═══ Passage provided
/presto-docker

Presto Docker Container

Primary LanguageMakefile

Presto Docker Container

Docker image for Presto Server and Presto CLI.

Supported tags and Dockerfiles

Presto Server:

Presto CLI:

Quick Start

This repository is integrated with Docker Registry at johandry/presto, any change in the master branch will push a new image to Docker Registry.

To get the image use the Docker pull command:

docker pull johandry/presto:0.167-t.0.3

With a Dockerfile you can use:

FROM johandry/presto:0.167-t.0.3

COPY catalog/Hive.properties /usr/lib/presto/etc/catalog/

ENV HTTP_SERVER_PORT=8080
ENV PRESTO_MAX_MEMORY=50
ENV PRESTO_MAX_MEMORY_PER_NODE=1
ENV PRESTO_JVM_HEAP_SIZE=8

CMD /etc/init.d/presto run

Then you can build and run a Presto Coordinator with:

docker build -t my_presto .
docker run -it --rm --name presto_coordinator -d my_presto /bin/sh --login

To use Presto CLI, first get the image:

docker pull johandry/presto-cli:0.167-t.0.3

It's not common but you may use it in your own image with:

FROM johandry/presto-cli:latest

To use the Presto CLI, run a container with the presto-cli image and send the presto parameters as commands.

docker run --name presto-cli --rm -it johandry/presto-cli --server ${coordinator_ip}:8080 --execute ${query}

Or, use no command parameter to execute the Presto CLI

docker run --name presto-cli --rm -it johandry/presto-cli
presto>  show catalogs;
  Catalog
-----------
 blackhole
 jmx
 system
 tpch
(4 rows)

Query 20170423_051645_00006_ccijx, FINISHED, 1 node
Splits: 1 total, 1 done (100.00%)
0:00 [0 rows, 0B] [0 rows/s, 0B/s]

presto>

To create a Presto cluster you can use Docker Compose or Kubernetes.

Build your own image

To build the new images just execute make.

If you which to release/push the new images to a Docker Registry, modify in the Makefile the variable DOCKER_USER and execute:

make release

Optionally, you can pass the Presto Server version to build or release.

make PRESTO_VERSION=0.167-t.0.3
make release PRESTO_VERSION=0.167-t.0.3

Adding -presto or -cli to the build or release make rules, will build or release the Presto Server or Presto CLI images. For example:

make build-presto
make release-presto
make build-cli
make release-cli

With the make you can also:

  • Do it all (build, release and clean): make all
  • Pull the image: make pull
  • Create a container and login into it: make sh
  • Remove any container creted with that image: make clean
  • Remove container(s) and the image: make clean-all
  • List all the containers and images: make ls
  • Open the Presto Dashboar (only Mac OSX): make presto-dashboard
  • Open Presto CLI: make cli
  • Execute queries: make query H=coordinator Q='show catalogs;', make query-catalogs H=coordinator, make query-workers H=coordinator
  • And, you can list all the options and description with: make help

Environment variables for the container

Required variables for every node

Presto port:

HTTP_SERVER_PORT=8080

Presto memory settings:

PRESTO_MAX_MEMORY=50
PRESTO_MAX_MEMORY_PER_NODE=1
PRESTO_JVM_HEAP_SIZE=8

Required variables for every worker

Address of the Coordinator (IP address or hostname):

COORDINATOR=coordinator

Optional variables:

HIVE metastore parameters, if all of them are set a Hive metastore connector will be created:

HIVE_METASTORE_HOST=hive-hadoop-service
HIVE_METASTORE_PORT=9083

MySQL parameters, if all of them are set a MySQL connector will be created:

MYSQL_HOST=mysql-service
MYSQL_PORT=3306
MYSQL_DATABASE=prestodemo
MYSQL_USER=test
MYSQL_PASSWORD=test

What's in the image?
══════
═══ Provided records
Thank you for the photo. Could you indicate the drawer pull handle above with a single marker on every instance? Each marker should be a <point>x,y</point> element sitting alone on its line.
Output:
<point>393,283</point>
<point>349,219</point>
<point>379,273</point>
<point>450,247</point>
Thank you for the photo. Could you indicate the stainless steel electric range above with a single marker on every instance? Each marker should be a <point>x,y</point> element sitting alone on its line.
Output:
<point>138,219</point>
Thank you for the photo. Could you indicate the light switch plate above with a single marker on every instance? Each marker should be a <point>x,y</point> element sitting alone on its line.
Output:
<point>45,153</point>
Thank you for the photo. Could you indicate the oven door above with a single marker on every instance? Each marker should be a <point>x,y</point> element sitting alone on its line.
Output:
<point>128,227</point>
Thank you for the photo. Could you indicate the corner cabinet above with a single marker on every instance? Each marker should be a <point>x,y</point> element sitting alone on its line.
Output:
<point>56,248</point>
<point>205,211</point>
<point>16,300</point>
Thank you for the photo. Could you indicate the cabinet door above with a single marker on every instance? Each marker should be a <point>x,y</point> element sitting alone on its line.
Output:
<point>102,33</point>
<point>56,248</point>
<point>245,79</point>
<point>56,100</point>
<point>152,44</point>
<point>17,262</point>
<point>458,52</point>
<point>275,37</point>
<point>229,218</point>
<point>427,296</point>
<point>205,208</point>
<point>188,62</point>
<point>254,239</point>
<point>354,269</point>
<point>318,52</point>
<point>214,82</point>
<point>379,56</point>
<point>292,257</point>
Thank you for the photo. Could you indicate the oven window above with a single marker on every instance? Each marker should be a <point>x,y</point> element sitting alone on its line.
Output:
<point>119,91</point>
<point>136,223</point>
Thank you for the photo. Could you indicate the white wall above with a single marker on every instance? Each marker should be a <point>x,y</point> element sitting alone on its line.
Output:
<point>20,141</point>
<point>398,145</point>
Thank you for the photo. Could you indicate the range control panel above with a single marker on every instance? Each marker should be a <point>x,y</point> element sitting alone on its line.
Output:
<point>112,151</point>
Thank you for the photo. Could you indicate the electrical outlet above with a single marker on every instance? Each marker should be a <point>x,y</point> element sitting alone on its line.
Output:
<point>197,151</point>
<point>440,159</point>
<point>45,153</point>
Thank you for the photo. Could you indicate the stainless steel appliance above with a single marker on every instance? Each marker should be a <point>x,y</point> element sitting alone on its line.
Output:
══════
═══ Provided records
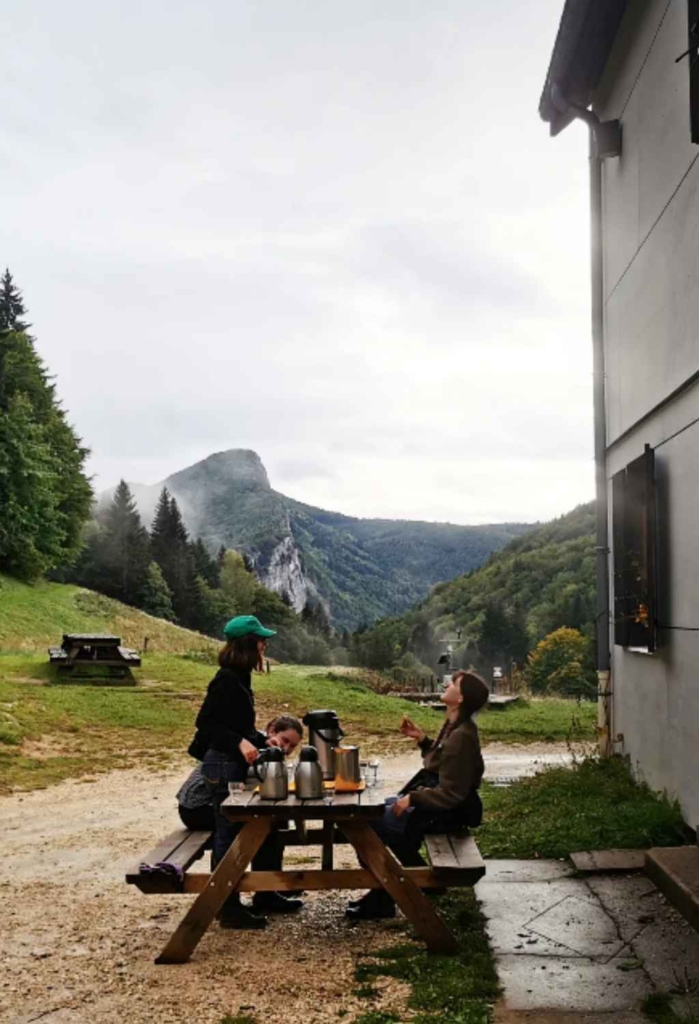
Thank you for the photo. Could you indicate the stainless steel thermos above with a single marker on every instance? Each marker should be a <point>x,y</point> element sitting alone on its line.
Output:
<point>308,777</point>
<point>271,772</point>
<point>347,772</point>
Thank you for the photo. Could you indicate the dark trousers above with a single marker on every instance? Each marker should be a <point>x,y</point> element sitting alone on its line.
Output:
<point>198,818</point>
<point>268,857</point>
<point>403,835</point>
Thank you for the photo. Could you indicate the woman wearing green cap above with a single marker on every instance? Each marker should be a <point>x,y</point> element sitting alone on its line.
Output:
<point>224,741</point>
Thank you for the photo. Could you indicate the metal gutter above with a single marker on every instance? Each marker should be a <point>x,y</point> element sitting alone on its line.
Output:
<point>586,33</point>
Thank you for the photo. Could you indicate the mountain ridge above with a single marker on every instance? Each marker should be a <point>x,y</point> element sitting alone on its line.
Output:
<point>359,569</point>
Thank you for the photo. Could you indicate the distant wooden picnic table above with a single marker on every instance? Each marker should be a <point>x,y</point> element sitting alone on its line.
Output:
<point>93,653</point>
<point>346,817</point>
══════
═══ Provided records
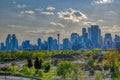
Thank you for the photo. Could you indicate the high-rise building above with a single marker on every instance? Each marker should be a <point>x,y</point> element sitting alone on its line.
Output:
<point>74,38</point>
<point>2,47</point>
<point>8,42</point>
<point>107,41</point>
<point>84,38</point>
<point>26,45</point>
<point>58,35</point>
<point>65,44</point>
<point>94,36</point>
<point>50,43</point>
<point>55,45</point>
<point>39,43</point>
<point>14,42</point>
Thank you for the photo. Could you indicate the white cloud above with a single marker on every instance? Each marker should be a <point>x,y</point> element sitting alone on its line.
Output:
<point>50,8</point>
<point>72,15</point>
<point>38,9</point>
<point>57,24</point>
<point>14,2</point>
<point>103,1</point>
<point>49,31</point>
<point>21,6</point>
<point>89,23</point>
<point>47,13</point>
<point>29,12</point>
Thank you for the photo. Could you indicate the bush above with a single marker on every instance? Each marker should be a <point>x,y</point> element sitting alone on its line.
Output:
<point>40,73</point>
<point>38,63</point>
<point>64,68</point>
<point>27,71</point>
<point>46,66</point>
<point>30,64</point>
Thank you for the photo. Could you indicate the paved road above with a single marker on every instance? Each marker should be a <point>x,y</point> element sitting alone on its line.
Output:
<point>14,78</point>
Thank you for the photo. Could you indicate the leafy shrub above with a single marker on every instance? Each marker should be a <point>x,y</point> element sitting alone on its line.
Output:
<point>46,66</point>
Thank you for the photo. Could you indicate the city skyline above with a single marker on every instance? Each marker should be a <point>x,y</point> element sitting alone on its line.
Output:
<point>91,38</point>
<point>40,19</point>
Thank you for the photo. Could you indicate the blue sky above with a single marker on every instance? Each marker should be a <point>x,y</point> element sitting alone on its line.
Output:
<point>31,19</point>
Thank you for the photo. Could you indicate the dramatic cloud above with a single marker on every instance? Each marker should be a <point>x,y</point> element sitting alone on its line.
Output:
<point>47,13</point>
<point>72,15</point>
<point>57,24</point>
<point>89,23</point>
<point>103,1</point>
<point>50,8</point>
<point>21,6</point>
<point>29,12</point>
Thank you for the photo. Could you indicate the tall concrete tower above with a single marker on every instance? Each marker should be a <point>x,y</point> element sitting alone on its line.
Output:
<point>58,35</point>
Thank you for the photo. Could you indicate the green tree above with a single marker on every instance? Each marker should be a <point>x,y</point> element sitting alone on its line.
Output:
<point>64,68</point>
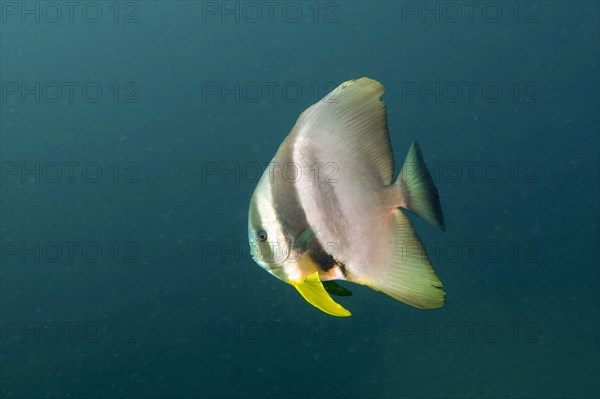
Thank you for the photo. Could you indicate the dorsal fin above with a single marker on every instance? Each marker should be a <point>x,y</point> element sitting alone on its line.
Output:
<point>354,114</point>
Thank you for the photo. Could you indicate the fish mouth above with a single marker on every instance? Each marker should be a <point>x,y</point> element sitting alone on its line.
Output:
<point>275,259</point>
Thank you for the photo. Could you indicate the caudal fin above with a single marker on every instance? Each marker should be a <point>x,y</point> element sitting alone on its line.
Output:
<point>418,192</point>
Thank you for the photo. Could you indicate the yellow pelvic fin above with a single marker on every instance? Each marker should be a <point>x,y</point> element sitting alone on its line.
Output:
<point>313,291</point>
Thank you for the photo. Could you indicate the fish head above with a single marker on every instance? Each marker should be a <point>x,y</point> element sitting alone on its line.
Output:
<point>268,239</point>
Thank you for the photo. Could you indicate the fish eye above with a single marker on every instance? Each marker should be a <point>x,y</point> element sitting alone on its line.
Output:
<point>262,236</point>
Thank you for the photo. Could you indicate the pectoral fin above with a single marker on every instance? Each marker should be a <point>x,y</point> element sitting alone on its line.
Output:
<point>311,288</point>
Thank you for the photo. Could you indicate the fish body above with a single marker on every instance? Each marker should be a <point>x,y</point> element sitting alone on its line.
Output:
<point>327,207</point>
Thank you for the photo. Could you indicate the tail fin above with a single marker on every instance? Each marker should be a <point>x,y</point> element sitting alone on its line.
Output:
══════
Directives.
1. Reproduce the part of the Presto Docker page between "ENV HTTP_SERVER_PORT=8080" and "-t my_presto .", inclusive.
2. Name every environment variable that the Presto Docker page lists under the MySQL parameters.

Solutions for each task.
1.
ENV HTTP_SERVER_PORT=8080
ENV PRESTO_MAX_MEMORY=50
ENV PRESTO_MAX_MEMORY_PER_NODE=1
ENV PRESTO_JVM_HEAP_SIZE=8

CMD /etc/init.d/presto run

Then you can build and run a Presto Coordinator with:

docker build -t my_presto .

2.
MYSQL_HOST
MYSQL_PORT
MYSQL_DATABASE
MYSQL_USER
MYSQL_PASSWORD